» WORK REQUIRED: Rewrite the material from its first line through the line containing "[27,320,65,357]", keeping every line, both ends included, and add -111 to each bounding-box coordinate.

- - - - -

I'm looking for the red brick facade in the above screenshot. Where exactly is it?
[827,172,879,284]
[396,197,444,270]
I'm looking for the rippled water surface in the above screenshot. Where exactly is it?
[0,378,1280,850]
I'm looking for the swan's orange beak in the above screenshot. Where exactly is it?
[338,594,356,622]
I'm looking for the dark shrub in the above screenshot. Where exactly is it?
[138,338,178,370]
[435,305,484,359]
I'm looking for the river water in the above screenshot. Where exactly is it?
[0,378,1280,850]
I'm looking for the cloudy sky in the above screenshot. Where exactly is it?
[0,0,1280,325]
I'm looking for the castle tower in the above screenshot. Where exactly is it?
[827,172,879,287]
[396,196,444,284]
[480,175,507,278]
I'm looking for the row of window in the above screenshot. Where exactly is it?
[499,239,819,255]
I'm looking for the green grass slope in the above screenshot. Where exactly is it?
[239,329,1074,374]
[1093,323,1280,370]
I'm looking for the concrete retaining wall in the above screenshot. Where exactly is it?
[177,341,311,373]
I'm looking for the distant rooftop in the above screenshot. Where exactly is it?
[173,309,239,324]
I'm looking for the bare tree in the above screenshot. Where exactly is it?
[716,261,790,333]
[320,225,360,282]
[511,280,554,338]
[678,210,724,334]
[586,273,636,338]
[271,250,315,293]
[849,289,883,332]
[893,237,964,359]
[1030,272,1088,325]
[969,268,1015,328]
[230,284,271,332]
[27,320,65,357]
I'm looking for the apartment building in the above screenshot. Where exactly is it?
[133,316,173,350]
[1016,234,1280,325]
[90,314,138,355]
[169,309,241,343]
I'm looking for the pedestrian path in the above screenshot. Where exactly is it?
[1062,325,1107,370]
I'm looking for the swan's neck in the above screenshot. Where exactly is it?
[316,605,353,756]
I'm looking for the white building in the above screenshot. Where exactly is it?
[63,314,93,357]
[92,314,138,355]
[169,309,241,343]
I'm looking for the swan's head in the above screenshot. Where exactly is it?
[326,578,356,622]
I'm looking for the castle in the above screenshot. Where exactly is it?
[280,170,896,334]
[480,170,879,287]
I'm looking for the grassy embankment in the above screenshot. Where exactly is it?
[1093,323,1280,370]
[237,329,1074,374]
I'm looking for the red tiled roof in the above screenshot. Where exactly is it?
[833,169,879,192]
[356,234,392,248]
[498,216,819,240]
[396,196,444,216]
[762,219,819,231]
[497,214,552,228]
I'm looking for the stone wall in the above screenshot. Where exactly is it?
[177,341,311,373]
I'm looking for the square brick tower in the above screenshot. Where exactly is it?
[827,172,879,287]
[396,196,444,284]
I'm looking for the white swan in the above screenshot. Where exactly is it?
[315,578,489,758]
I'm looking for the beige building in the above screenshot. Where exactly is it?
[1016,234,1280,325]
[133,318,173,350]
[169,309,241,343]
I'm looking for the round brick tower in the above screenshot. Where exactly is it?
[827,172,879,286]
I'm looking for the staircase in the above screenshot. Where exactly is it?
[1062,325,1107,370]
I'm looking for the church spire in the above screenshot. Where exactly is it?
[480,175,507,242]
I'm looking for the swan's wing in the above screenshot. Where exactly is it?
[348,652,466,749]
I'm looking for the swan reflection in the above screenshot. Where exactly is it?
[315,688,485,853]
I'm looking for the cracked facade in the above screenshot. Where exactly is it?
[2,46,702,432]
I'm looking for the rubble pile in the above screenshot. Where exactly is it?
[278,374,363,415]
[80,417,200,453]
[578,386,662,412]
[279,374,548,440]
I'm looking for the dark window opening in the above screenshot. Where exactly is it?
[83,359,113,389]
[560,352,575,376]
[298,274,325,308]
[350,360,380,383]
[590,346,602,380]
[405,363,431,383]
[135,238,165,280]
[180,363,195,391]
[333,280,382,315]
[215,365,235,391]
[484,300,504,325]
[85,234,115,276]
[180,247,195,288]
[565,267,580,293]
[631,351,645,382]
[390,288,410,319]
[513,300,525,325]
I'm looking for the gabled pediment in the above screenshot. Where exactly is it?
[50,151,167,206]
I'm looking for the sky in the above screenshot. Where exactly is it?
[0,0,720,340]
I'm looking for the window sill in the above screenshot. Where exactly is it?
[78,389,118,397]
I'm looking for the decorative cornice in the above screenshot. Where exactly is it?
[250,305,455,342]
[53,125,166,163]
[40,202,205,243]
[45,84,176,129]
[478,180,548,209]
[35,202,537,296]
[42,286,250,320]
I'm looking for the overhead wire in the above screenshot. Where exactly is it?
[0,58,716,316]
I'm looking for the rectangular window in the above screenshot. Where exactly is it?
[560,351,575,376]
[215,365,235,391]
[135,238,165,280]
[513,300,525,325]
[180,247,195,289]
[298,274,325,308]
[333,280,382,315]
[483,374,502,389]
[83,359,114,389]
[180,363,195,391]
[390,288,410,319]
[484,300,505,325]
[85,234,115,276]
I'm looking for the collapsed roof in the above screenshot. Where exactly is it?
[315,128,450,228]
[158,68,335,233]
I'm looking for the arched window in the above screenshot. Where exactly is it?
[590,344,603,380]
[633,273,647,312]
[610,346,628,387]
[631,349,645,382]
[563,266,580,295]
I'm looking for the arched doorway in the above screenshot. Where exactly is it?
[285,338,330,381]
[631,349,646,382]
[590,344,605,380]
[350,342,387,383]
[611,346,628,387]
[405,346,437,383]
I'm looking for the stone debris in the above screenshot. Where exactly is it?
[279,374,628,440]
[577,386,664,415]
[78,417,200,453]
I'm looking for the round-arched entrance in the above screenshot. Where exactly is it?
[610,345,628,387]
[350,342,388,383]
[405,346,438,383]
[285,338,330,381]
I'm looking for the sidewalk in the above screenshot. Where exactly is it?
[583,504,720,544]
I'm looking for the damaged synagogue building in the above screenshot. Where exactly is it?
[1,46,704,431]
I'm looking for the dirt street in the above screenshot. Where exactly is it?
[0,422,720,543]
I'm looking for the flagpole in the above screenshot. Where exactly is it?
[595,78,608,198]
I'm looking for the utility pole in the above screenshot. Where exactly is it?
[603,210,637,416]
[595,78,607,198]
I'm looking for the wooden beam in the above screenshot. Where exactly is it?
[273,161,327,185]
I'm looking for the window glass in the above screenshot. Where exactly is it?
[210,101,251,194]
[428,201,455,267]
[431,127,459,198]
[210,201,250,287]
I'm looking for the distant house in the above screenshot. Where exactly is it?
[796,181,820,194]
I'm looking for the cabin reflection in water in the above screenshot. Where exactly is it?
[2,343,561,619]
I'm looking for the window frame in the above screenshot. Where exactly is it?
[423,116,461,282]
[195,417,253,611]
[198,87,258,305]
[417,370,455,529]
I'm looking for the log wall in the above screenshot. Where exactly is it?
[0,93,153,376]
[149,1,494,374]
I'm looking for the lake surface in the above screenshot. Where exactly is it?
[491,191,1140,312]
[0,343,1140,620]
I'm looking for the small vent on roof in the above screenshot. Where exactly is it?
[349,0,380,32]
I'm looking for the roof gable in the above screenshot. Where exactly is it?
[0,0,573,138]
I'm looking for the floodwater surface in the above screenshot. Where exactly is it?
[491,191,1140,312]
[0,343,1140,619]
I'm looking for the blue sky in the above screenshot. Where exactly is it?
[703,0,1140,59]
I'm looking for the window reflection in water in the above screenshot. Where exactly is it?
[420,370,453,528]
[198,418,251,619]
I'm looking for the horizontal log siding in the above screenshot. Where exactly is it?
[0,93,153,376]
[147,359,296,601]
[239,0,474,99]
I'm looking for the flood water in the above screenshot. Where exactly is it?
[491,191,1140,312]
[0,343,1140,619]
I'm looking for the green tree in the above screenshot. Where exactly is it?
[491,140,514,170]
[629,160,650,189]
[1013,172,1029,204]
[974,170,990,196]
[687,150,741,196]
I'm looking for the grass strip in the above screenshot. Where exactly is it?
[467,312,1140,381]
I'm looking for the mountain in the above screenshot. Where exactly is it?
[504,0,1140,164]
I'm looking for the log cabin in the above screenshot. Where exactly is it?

- - - - -

» COMPLETE OUTPUT:
I'm looking for the red brick facade in the above screenshot. Where exactly is it?
[716,61,768,173]
[285,86,333,159]
I'm looking for the rippled water surface in the above screenshot. Where exactly is it?
[-111,267,1169,739]
I'm looking for the swan's orange beak in the above screenshot. Where exactly is it?
[227,483,245,511]
I'm looking for the dark shrub in the above screenshot. Where exactly is it?
[27,227,67,259]
[324,194,373,248]
I'm looking for the river water in the above screenshot. Where exactly is it?
[-111,267,1169,739]
I'm looking for the cloudy sky in the above screenshot. Where exactly is it?
[-111,-111,1169,214]
I'm looking for the castle tower in the above screenshot. Where exactly is it?
[716,61,768,176]
[285,85,333,173]
[369,64,396,167]
I'm looking for the row of window in the above screenshot. Where exactly is it?
[388,128,708,144]
I'm looking for the green grass slope in the above screenshot. Where exactly is it?
[128,218,963,263]
[982,212,1169,259]
I'm looking for the concrete retaining wall in the above screenshot. Where exactly is it?
[66,230,200,262]
I'm looking for the distant rooftop in the above screenshot. Where exactly is it?
[62,198,128,213]
I'm looking for the bare tree in the above screenshot. Where exactly is it?
[605,150,679,222]
[209,114,249,171]
[400,169,443,227]
[567,99,613,223]
[475,162,525,227]
[160,139,204,182]
[738,178,772,221]
[782,126,853,248]
[919,161,977,214]
[858,157,904,217]
[119,173,160,221]
[-84,209,-46,246]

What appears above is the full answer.